### Given passage

____

The Internet of Things (IoT, also Cloud of Things or CoT) refers to the interconnection of uniquely identifiable embedded computing like devices within the existing Internet infrastructure. The Internet of Things is a scenario in which objects, animals or people are provided with unique identifiers and the ability to transfer data over a network without requiring human-to-human or human-to-computer interaction. IoT has evolved from the convergence of wireless technologies, micro-electromechanical systems (MEMS) and the Internet. The creativity of this new era is boundless, with amazing potential to improve our lives.

Here are the six main attributes that make "things" a part of the Internet Of Things, or IoT:

• Sensors: IoT devices and systems include sensors that track and measure activity in the world. One example is Smartthings' open-and-close sensors that detect whether or not a drawer, window, or door in your home is open or closed.
  
• Connectivity: Internet connectivity is either contained in the item itself, or a connected hub, smartphone, or base station. If it's the latter, then the base station will likely be collecting data from an array of sensor-laden objects, and relaying data to the cloud and back.
  
• Processors: Just like any computing device, IoT devices will contain some computing power "under the hood," if only to be able to parse incoming data and transmit it.
  These characteristics all apply to today's smartphones, of course, but many IoT devices will also need to be equipped with several special features to be truly useful. These will differentiate IoT devices, particularly remote ones, from today's smartphones.

____

### Records supplied
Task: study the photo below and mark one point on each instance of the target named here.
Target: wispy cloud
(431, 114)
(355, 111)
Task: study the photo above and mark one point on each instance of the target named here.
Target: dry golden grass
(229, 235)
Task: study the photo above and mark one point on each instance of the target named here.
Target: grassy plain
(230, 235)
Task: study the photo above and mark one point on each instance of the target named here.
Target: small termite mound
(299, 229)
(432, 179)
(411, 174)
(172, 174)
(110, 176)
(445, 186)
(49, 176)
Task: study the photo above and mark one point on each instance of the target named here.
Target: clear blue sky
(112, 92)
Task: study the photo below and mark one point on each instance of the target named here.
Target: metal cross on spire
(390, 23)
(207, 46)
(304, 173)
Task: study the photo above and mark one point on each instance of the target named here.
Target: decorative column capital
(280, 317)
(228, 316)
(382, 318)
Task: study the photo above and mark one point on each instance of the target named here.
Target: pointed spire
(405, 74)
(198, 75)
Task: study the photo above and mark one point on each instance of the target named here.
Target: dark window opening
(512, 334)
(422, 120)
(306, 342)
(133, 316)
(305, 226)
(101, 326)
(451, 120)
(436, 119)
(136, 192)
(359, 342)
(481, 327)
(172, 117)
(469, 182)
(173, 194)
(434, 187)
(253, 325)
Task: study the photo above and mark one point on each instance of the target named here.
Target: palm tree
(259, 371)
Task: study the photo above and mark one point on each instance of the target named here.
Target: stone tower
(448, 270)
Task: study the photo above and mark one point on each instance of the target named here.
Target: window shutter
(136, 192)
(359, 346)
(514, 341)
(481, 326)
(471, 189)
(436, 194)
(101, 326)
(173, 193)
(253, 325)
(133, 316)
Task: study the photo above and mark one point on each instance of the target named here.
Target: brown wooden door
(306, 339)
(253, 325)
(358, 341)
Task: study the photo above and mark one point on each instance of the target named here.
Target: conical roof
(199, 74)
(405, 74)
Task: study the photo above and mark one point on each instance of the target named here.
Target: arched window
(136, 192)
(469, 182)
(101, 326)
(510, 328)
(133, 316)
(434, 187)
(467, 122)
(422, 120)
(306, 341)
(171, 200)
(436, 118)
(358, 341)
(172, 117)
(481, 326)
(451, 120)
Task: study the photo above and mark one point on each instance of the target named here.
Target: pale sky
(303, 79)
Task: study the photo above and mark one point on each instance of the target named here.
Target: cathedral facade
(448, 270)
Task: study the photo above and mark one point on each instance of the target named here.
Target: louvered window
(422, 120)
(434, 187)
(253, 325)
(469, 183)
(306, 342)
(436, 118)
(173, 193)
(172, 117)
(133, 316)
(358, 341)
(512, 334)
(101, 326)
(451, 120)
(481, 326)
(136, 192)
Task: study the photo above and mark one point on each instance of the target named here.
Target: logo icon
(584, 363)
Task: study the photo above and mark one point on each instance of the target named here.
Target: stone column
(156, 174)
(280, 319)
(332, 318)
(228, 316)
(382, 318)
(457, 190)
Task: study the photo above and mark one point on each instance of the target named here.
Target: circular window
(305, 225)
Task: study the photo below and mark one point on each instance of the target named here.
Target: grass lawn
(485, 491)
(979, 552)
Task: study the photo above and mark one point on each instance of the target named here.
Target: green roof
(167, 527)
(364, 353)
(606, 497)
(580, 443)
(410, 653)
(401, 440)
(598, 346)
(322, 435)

____

### Work order A
Write out the Internet of Things passage above, word for word, from "Here are the" down to "cloud and back.".
### Work order B
Carry on the Internet of Things passage from its last sentence.

### Your response A
Here are the six main attributes that make "things" a part of the Internet Of Things, or IoT:

• Sensors: IoT devices and systems include sensors that track and measure activity in the world. One example is Smartthings' open-and-close sensors that detect whether or not a drawer, window, or door in your home is open or closed.
  
• Connectivity: Internet connectivity is either contained in the item itself, or a connected hub, smartphone, or base station. If it's the latter, then the base station will likely be collecting data from an array of sensor-laden objects, and relaying data to the cloud and back.

### Your response B
  
• Energy-efficiency: Many devices in the IoT may be difficult, costly, or dangerous to access for charging or battery replacement. One may even think of the Mars Curiosity Rover as an example of such a device. Therefore, they may need to be able to operate for a year or more unattended using a conservative amount of energy or be able to wake up only periodically to relay data.
  
• Cost-effectiveness: Objects that contain sensors may need to be distributed broadly to be useful, as in the case of sensors in food products in supermarkets that would indicate if an item has spoiled. These would need to be relatively inexpensive to purchase and deploy.
  
• Quality and reliability: Some IoT devices will need to operate in harsh environments outdoors and for extended periods of time.
  
• Security: IoT devices may need to relay sensitive or regulated information such as health-related data, so data security will be critical.

Internet Of Things explained by Arlen Nipper.
Arlen Nipper has been designing embedded computer hardware and software for 33 years. Arlen graduated from Oklahoma State University and worked in the oil patch for 10 years learning tons of useful stuff about "how things work" in the real world.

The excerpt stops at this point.